** Begin Task material **

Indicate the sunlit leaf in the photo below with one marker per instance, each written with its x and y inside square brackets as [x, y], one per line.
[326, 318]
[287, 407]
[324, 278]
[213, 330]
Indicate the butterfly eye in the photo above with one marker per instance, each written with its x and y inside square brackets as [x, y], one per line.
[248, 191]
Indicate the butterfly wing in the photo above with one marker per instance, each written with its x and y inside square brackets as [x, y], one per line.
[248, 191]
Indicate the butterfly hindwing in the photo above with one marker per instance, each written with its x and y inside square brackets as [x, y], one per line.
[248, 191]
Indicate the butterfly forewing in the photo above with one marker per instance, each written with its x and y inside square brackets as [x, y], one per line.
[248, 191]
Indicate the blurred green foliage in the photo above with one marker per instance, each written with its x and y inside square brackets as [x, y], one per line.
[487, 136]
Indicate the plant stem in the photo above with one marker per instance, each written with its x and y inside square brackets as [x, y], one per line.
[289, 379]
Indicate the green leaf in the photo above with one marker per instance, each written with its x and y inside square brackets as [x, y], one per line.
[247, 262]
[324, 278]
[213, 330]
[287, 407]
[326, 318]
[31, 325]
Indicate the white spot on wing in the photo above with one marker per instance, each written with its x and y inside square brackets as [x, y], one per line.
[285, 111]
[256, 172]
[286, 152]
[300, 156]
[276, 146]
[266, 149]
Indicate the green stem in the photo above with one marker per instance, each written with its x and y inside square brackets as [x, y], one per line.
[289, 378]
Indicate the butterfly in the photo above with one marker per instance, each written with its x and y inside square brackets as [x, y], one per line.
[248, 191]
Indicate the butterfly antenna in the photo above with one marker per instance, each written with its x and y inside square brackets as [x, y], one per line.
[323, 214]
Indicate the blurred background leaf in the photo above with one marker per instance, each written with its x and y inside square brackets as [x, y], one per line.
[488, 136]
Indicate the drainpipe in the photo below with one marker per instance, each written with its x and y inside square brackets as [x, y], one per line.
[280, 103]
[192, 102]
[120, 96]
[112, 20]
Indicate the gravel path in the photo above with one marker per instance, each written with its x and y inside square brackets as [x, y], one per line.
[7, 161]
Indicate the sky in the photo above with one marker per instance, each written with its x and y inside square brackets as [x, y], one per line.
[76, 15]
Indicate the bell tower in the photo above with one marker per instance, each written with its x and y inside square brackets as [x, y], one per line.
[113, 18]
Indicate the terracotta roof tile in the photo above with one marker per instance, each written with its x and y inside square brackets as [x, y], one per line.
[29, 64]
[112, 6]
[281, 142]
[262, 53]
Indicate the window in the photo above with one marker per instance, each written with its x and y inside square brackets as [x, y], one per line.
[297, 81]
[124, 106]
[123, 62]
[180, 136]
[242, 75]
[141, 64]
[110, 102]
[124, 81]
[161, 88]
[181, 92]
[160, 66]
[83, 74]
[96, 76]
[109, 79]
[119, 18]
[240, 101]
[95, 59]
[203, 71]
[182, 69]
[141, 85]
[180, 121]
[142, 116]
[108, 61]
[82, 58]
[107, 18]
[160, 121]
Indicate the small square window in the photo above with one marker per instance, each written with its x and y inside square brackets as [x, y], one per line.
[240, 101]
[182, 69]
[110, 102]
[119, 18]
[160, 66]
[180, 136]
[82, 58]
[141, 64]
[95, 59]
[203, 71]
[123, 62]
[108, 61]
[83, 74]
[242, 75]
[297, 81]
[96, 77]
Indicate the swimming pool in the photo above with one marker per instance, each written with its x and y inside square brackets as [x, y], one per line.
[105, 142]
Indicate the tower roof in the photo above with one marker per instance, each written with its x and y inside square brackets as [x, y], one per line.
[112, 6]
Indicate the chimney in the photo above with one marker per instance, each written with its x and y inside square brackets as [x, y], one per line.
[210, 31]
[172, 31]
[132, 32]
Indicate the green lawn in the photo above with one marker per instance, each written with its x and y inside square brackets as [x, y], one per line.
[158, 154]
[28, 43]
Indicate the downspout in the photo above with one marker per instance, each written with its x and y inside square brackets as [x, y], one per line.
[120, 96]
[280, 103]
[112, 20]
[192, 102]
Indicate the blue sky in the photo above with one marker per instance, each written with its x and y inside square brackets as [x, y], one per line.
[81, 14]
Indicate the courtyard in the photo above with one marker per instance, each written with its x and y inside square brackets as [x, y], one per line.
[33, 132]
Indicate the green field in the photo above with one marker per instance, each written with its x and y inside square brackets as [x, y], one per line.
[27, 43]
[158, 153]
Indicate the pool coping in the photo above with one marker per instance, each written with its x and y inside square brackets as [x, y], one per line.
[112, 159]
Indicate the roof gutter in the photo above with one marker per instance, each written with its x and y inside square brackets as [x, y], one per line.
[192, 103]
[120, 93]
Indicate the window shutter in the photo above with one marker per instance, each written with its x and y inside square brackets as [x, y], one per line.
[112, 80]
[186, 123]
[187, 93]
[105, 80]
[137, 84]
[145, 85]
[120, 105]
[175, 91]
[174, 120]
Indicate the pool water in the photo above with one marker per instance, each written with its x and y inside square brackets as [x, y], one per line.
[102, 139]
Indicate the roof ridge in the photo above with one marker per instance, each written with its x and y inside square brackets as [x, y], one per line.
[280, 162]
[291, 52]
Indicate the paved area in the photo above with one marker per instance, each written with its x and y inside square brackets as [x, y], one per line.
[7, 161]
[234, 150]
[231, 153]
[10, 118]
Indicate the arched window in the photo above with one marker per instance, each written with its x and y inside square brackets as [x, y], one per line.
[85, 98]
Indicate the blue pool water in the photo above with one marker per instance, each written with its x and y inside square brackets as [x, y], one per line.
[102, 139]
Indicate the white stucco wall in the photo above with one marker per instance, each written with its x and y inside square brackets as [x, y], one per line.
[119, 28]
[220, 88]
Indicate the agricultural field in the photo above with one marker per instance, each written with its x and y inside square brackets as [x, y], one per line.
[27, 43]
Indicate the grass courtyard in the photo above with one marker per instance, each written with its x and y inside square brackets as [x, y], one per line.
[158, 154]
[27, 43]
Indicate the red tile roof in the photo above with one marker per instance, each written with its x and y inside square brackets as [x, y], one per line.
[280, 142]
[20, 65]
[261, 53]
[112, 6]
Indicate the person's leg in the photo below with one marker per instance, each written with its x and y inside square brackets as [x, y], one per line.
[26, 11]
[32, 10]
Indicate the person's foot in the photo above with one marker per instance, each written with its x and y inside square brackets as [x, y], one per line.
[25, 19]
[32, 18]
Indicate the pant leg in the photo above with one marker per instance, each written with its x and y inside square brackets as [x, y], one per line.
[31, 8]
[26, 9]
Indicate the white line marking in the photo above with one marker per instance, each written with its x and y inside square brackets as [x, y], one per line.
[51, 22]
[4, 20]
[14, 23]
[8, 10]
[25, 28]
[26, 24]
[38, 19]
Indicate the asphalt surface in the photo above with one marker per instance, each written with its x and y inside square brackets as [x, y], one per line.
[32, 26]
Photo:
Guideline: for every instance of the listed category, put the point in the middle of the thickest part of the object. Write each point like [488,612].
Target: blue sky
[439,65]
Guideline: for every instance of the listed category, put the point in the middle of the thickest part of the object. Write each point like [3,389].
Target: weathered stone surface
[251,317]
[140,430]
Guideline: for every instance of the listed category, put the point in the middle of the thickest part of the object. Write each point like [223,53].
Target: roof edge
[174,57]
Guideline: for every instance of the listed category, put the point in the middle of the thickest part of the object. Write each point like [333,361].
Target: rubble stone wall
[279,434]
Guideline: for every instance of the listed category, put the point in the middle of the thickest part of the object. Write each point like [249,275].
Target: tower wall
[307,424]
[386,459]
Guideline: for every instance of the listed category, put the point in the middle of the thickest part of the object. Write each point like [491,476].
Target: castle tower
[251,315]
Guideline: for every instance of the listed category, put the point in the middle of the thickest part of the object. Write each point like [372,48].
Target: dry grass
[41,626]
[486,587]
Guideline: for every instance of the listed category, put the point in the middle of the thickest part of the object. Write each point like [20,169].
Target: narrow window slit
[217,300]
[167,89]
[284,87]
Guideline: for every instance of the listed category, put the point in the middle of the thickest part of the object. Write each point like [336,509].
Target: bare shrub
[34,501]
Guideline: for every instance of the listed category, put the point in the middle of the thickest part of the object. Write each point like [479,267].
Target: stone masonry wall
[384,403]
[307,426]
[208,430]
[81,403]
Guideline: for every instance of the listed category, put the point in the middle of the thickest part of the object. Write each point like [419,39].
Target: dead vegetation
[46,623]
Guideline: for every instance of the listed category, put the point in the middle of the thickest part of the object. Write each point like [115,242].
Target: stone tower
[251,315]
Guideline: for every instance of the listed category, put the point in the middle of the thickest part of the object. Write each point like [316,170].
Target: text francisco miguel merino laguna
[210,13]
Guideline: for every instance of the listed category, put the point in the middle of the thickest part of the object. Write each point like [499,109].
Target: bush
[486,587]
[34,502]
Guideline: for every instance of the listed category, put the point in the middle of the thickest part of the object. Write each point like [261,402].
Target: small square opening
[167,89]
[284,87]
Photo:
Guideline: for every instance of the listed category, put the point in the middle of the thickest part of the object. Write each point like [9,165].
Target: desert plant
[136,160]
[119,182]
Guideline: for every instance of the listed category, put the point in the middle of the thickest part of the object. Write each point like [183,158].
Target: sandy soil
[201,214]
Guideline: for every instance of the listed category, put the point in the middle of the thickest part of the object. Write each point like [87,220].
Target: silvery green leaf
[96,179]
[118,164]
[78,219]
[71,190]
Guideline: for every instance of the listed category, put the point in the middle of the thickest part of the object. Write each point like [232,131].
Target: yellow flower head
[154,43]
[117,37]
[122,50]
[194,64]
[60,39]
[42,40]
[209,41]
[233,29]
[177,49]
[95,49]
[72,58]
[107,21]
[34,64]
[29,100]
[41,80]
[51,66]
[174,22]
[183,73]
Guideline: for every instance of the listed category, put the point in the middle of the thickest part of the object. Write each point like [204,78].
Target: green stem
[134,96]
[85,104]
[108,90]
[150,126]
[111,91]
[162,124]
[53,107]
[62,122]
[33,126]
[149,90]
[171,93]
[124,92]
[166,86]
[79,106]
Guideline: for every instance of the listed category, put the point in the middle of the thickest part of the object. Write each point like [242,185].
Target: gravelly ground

** End Task material **

Work to complete:
Repeat only the stretch of lines starting at the one containing "point like [316,170]." and running to the final line of the entries above.

Result:
Guideline: for every instance of the listed category, put the point in the middle of the thickest part of the object. Write each point like [316,170].
Target: text francisco miguel merino laguna
[210,13]
Guideline: for every instance of the listed category, put the point in the middle of the thickest part of the object. Write each point like [499,109].
Target: bush
[486,587]
[34,502]
Guideline: for every instance of the listed category, put the point in the middle of the thickest part of the object. Write each point like [261,402].
Target: small square opening
[167,89]
[284,87]
Photo:
Guideline: for every instance of the listed category, put the point in the middle of the thickest part of the object. Write each point like [9,165].
Target: desert plant
[136,160]
[119,182]
Guideline: for every instance of the listed category, put the point in the middle of the thickest part of the object. Write each point like [183,158].
Target: sandy soil
[201,214]
Guideline: for every instance of the listed category, put the point in the middle of the thickest part of the object. Write each point like [87,220].
Target: silvery green leaf
[96,179]
[118,164]
[78,219]
[71,190]
Guideline: for every instance of the listed category, put the point in the middle of the thickest part of the object. Write each point like [232,131].
Target: yellow flower head
[154,43]
[117,37]
[122,50]
[194,64]
[60,39]
[42,40]
[209,41]
[233,29]
[177,49]
[95,49]
[72,58]
[107,21]
[34,64]
[29,100]
[41,80]
[51,66]
[174,22]
[183,73]
Guideline: for every instance of the listed category, put the point in the middle of the thickest part of the object. Write each point like [204,78].
Target: green stem
[134,96]
[85,104]
[108,90]
[150,126]
[111,91]
[162,124]
[53,107]
[62,122]
[33,126]
[149,90]
[171,93]
[124,92]
[166,86]
[79,106]
Guideline: for every instance of the listed category, put the point in the middle of the thickest part of the object. Write each point like [242,185].
Target: gravelly ground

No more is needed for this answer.